Exercise. Only the line with "Q: Find one point on every instance of the red" and the lines after it, through the end of the material, belong in the answer; repeat them exactly.

Input data.
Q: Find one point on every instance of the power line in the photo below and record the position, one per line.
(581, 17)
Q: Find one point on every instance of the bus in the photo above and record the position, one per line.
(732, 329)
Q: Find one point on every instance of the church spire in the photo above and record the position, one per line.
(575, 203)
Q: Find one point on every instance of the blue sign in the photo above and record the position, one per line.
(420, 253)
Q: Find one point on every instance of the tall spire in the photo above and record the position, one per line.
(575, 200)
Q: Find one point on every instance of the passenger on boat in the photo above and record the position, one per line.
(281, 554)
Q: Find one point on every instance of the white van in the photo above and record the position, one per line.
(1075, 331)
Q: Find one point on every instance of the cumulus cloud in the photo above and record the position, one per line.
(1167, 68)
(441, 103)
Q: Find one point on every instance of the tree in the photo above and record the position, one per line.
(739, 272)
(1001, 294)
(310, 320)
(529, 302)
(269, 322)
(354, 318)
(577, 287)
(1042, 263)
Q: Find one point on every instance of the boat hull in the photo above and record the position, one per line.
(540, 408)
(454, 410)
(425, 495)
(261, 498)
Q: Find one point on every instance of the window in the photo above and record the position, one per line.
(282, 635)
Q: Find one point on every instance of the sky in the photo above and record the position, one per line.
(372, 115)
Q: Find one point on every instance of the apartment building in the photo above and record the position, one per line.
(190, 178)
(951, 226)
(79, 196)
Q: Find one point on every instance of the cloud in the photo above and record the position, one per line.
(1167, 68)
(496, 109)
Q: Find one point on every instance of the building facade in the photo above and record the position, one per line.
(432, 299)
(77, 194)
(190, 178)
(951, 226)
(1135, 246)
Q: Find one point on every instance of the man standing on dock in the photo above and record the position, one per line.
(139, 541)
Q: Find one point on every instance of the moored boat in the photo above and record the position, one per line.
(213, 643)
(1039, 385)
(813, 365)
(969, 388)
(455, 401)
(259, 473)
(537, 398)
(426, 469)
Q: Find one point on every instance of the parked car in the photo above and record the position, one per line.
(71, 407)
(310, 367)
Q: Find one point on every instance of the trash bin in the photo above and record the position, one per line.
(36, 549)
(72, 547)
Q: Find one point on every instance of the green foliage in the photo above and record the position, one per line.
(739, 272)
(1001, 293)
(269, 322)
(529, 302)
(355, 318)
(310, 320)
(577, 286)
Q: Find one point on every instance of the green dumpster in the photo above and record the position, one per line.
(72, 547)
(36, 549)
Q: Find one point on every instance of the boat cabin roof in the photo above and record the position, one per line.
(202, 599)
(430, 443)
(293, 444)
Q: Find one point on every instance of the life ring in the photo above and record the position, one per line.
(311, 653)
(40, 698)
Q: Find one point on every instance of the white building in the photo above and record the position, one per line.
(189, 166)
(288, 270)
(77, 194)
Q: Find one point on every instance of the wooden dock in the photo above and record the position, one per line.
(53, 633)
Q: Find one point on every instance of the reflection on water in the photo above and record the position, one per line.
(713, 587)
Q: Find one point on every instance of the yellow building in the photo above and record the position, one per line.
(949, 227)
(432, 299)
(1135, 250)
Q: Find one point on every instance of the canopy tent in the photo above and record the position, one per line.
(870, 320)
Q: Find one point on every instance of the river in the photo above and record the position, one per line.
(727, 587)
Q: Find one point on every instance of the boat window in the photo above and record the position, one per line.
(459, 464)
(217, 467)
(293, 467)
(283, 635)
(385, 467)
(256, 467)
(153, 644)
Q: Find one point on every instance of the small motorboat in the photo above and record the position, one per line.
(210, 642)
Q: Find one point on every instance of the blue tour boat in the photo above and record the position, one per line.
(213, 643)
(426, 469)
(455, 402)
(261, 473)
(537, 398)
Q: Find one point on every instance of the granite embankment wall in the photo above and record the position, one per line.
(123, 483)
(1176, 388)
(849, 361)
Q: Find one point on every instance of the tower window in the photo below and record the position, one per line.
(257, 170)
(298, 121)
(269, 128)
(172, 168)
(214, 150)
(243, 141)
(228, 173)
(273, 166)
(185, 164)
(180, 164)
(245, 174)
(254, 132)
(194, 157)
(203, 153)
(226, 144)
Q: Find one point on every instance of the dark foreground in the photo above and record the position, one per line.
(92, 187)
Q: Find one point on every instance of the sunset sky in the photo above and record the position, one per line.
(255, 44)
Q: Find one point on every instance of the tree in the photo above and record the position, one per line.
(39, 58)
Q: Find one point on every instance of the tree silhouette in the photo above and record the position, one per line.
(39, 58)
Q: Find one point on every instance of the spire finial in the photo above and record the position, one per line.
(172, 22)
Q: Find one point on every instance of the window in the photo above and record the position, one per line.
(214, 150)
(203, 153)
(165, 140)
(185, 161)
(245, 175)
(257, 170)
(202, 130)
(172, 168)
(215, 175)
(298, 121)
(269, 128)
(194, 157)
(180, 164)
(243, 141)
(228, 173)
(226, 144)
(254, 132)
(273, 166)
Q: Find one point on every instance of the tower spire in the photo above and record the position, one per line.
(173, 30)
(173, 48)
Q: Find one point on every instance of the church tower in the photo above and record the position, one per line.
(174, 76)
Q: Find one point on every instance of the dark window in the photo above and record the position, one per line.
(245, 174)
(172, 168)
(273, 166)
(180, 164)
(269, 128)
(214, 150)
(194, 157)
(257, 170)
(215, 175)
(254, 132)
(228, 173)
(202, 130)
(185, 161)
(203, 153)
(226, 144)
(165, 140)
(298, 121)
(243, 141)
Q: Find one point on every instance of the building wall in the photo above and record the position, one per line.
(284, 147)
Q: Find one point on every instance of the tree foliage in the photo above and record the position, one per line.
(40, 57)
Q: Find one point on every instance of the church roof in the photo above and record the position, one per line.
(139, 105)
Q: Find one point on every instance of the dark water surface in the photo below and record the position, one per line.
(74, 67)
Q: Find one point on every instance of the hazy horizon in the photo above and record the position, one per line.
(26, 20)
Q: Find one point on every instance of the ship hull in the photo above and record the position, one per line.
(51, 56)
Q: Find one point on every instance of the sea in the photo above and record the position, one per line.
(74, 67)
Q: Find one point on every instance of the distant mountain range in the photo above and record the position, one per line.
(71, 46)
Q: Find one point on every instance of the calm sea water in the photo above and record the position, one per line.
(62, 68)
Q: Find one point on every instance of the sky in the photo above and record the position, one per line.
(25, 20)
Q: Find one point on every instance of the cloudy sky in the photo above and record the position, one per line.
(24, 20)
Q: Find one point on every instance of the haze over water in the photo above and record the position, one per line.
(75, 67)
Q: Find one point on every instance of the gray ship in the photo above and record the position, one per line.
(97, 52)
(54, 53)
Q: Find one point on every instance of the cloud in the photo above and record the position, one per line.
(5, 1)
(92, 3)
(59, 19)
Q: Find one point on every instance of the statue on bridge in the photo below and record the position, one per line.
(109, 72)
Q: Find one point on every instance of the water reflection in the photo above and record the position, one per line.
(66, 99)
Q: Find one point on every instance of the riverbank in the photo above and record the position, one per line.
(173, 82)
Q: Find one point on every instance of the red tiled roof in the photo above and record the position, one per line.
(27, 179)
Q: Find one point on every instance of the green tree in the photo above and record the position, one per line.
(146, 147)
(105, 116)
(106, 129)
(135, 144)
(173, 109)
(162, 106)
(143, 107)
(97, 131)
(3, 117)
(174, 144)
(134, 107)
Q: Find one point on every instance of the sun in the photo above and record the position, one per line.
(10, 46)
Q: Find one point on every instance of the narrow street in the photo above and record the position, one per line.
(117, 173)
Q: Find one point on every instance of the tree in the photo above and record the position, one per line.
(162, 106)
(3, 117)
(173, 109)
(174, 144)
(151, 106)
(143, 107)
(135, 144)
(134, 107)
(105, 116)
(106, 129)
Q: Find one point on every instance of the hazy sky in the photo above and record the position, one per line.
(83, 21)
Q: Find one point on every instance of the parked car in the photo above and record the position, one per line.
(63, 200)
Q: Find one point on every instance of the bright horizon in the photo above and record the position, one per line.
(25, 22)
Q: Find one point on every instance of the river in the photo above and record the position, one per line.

Task output.
Q: Find one point on every instance of the red tiled roof in the photo above and record the position, one per line.
(27, 179)
Q: Find one point on every instance of the green tree in the photo above and record the position, one per line.
(146, 147)
(105, 116)
(106, 129)
(135, 144)
(173, 109)
(162, 106)
(143, 107)
(97, 131)
(3, 117)
(174, 144)
(134, 107)
Q: Find one point on every instance of the sun in the photo above and record the position, one per line.
(10, 46)
Q: Find one point on every instance of the narrow street in the photo above and record the position, one per line.
(117, 173)
Q: Find one point on every instance of the tree in the photo above and record the position, one per line.
(162, 106)
(3, 117)
(173, 109)
(174, 144)
(151, 106)
(143, 107)
(135, 144)
(134, 107)
(105, 116)
(106, 129)
Q: Find one point on every instance of the hazy sky in the photo above and record the position, one per line.
(83, 21)
Q: Find one point on every instance of the parked car in the photo above and record the position, one per line.
(63, 200)
Q: Find one point on every instance of the bright horizon in the photo above and record the position, one per line.
(25, 22)
Q: Find one point on every instance of the river in the photo above and record the position, one per line.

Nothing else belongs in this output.